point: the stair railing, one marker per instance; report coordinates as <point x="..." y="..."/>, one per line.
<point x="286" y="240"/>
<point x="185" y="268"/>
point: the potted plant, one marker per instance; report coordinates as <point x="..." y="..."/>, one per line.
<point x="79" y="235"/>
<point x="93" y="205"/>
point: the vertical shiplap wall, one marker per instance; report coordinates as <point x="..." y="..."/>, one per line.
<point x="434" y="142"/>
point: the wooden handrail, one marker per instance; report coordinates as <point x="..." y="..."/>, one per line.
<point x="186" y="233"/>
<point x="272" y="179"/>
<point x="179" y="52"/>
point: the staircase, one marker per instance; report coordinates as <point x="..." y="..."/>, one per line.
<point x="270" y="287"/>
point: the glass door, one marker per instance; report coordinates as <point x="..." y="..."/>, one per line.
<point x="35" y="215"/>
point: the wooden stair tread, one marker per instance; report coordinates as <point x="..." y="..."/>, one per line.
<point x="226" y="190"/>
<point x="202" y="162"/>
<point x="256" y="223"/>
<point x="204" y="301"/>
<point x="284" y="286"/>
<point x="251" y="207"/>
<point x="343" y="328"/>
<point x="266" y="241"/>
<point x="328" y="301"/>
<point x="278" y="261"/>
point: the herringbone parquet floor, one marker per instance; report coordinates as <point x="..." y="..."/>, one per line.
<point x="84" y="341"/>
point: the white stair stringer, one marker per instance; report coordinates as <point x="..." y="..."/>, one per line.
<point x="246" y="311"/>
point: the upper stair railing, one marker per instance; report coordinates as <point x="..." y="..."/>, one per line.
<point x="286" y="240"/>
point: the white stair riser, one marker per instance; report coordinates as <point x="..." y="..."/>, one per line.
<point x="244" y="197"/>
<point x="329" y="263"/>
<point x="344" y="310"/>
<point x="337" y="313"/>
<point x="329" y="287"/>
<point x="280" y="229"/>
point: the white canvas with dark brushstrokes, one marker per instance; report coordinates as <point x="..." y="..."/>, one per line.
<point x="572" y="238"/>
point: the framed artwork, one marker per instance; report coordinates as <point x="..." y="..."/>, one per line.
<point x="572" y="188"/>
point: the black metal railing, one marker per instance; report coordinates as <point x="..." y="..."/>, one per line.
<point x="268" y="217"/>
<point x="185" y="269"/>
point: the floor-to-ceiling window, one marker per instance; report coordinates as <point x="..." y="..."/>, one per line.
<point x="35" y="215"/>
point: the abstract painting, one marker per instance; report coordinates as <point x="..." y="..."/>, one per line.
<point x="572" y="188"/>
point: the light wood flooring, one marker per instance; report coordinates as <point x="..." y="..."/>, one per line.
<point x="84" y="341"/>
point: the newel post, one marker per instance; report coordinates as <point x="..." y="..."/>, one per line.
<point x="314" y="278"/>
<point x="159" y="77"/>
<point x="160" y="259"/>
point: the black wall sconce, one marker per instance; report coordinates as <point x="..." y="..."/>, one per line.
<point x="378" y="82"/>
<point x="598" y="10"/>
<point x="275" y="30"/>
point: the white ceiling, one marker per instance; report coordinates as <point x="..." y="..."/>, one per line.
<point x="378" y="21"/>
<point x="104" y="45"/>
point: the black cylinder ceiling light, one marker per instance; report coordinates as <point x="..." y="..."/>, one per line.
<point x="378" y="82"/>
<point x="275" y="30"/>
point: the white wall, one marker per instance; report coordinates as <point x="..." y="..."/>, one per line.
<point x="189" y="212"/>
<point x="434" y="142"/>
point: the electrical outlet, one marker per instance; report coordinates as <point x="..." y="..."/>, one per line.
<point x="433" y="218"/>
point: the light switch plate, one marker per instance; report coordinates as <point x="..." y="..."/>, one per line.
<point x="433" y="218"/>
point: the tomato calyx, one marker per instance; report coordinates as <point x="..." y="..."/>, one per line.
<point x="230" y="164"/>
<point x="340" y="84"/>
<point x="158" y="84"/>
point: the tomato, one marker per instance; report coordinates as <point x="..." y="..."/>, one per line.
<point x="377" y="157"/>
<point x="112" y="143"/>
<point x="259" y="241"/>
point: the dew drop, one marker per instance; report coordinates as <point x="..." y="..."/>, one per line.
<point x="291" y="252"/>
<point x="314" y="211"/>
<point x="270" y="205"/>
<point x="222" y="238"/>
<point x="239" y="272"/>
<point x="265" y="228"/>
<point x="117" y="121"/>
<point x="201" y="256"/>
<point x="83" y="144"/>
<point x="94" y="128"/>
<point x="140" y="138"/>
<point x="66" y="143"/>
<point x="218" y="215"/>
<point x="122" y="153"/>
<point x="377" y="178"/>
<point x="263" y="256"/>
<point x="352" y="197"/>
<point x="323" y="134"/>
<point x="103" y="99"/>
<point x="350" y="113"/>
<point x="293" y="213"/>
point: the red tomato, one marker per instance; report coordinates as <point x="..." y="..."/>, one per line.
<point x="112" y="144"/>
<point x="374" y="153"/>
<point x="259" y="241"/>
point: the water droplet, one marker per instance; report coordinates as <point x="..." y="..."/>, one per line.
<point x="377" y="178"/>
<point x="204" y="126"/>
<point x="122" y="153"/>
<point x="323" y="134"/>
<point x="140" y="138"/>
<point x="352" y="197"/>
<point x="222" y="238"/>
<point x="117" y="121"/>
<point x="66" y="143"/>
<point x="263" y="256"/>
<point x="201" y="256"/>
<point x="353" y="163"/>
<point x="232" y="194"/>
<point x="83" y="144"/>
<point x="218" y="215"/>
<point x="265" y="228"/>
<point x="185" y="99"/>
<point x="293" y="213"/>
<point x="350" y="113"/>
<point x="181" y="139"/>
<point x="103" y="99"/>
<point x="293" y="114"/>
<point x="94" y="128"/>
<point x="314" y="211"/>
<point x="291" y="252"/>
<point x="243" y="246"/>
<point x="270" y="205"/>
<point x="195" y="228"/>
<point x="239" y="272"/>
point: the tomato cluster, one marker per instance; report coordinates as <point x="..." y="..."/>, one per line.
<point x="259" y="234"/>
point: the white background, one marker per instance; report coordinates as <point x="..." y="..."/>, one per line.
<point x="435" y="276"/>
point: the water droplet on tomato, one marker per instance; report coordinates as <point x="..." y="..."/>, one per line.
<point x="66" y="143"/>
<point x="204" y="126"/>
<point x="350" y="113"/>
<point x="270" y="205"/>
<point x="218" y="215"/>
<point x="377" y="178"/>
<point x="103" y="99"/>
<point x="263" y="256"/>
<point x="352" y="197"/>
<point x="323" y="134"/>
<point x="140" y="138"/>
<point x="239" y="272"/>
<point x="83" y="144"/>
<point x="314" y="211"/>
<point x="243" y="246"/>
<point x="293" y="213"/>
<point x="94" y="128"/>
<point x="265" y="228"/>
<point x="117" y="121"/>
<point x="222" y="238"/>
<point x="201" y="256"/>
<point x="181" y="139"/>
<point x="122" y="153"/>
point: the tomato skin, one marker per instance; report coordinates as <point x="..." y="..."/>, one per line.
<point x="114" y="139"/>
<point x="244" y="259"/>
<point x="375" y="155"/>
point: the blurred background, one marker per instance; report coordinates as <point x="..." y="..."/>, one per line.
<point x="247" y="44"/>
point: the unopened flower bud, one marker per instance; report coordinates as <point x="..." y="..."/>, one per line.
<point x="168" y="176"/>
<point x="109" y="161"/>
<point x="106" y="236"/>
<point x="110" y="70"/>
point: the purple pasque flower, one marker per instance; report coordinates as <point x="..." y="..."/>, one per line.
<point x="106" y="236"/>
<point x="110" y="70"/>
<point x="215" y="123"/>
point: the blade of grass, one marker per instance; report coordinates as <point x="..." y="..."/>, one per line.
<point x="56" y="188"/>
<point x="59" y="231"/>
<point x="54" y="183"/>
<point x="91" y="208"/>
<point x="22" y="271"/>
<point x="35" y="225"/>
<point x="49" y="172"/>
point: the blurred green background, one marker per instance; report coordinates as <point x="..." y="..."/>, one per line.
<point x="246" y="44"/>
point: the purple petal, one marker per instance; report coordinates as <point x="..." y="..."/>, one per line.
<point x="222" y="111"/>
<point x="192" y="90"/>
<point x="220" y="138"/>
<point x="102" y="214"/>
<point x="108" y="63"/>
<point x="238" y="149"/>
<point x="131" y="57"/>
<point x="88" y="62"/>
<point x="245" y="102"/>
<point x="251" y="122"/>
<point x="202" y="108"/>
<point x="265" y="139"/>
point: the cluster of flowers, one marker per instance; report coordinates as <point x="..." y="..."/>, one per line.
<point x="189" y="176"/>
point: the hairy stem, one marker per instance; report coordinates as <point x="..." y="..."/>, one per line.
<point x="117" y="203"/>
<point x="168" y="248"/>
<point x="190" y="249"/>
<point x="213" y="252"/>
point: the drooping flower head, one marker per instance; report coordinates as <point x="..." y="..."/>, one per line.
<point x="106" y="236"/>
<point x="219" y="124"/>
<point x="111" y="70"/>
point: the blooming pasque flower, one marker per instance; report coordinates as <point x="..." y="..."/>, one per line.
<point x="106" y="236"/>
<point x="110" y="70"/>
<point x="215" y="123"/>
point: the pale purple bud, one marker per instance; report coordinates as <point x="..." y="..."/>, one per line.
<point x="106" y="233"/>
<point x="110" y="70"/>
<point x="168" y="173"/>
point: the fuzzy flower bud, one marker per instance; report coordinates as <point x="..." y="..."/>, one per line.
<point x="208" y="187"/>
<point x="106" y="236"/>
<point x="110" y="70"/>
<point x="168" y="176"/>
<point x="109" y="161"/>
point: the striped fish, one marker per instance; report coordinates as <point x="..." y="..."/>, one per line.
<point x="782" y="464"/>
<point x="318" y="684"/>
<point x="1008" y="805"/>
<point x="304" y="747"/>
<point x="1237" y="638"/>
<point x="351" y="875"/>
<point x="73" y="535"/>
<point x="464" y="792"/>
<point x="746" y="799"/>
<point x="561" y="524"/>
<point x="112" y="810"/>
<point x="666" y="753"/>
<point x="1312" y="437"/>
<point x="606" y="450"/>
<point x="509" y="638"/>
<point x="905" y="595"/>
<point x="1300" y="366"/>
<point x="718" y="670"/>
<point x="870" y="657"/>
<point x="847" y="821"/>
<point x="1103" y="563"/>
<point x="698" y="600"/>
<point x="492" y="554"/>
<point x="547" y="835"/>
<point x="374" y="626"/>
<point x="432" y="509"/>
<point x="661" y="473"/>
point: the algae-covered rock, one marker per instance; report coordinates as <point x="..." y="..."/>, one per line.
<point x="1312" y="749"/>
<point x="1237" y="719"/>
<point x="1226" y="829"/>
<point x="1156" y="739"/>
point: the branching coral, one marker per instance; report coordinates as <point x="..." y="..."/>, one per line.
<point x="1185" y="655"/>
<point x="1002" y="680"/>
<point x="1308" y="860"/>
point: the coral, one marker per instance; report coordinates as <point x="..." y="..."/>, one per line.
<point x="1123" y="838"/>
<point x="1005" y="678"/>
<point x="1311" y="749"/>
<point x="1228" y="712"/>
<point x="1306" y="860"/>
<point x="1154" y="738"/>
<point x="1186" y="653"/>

**The exercise**
Copy exactly the lines above, from the one containing "point: the striped" through the very last line.

**Answer to the task**
point: the striped fish, one marker per instance; report coordinates as <point x="..." y="..."/>, one per line.
<point x="782" y="464"/>
<point x="318" y="684"/>
<point x="1008" y="805"/>
<point x="304" y="747"/>
<point x="1237" y="638"/>
<point x="351" y="875"/>
<point x="73" y="535"/>
<point x="464" y="792"/>
<point x="746" y="799"/>
<point x="561" y="524"/>
<point x="112" y="810"/>
<point x="666" y="753"/>
<point x="1312" y="437"/>
<point x="606" y="450"/>
<point x="509" y="638"/>
<point x="905" y="595"/>
<point x="1300" y="366"/>
<point x="718" y="670"/>
<point x="870" y="657"/>
<point x="847" y="821"/>
<point x="1103" y="563"/>
<point x="698" y="600"/>
<point x="492" y="554"/>
<point x="547" y="835"/>
<point x="374" y="626"/>
<point x="432" y="509"/>
<point x="661" y="473"/>
point: the algae-covered rock, one marker per instance; report coordinates as <point x="..." y="..."/>, one per line.
<point x="1312" y="749"/>
<point x="1237" y="719"/>
<point x="1226" y="829"/>
<point x="1156" y="739"/>
point: the branching coral, one marker per instance; report coordinates as <point x="..." y="..."/>, one per line.
<point x="1185" y="655"/>
<point x="1002" y="680"/>
<point x="1308" y="860"/>
point: the coral, one marker per instance; report coordinates as <point x="..." y="..."/>, one per line.
<point x="1123" y="838"/>
<point x="1005" y="678"/>
<point x="1311" y="749"/>
<point x="1228" y="712"/>
<point x="1306" y="860"/>
<point x="1154" y="738"/>
<point x="1186" y="653"/>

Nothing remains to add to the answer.